■ TEXTAUSZUG ■
------------

Im Heilungsprozess voraus

Viereinhalb Wochen später wollte er eigentlich in Götzis (Österreich) die WM-Qualifikation für Peking (China) klarmachen, viereinhalb Stunden später wurde er nun im Ulmer Krankenhaus operiert, um auf dem Weg zurück Zeit zu sparen. Viel Zeit, um über den kuriosen Vorfall nachzudenken, blieb da nicht. „In dem Moment war natürlich eine riesen Enttäuschung da, wenn man so hart trainiert hat und voller Vorfreude auf die Wettkämpfe ist.“

Die schwere Verletzung, ein weiterer Rückschlag im Sportlerleben von Arthur Abele. Es ist nach seinen ersten und bisher einzigen Olympischen Spielen 2008 bis zum Jahr 2013 ohnehin durch eine Aneinanderreihung von Verletzungsproblemen gekennzeichnet. Diese Historie scheint nicht abzureißen, aber: Im Wiederfitwerden, bei dem ihn ein kompetentes Team unterstützt, ist er Profi geworden.

„Meiner Sehne geht es sensationell, der Heilungsprozess war erschreckend gut.“ Die Prognose des operierenden Professors hieß, Ende des Jahres könne der Patient mit leichtem Joggen anfangen. Der Athlet läuft schon seit Anfang August wieder. „Die Ärzte meinen, dass ich im Verletzungsverlauf und in der regenerativen Geschichte zwei bis drei Monate voraus bin.“ Gegenüber einem konventionellen Heilungsprozess.

------------

■ DATENAUSZUG ■
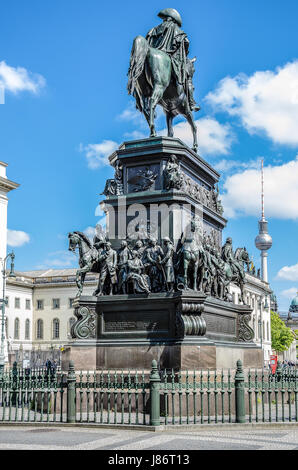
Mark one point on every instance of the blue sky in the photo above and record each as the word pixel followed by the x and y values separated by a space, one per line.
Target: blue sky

------------

■ AUFGABE ■
Wie lässt sich der Textauszug in genau zwei Sätzen zusammenfassen?

■ MUSTERLÖSUNG ■
Arthur Abele, der eigentlich in Götzis die WM-Qualifikation für Peking klarmachen wollte, wurde nach einer schweren Sehnenverletzung viereinhalb Stunden später im Ulmer Krankenhaus operiert. Sein Heilungsprozess verläuft so gut, dass er schon seit Anfang August wieder läuft, obwohl leichtes Joggen erst für Ende des Jahres prognostiziert war, und die Ärzte ihn zwei bis drei Monate voraus sehen.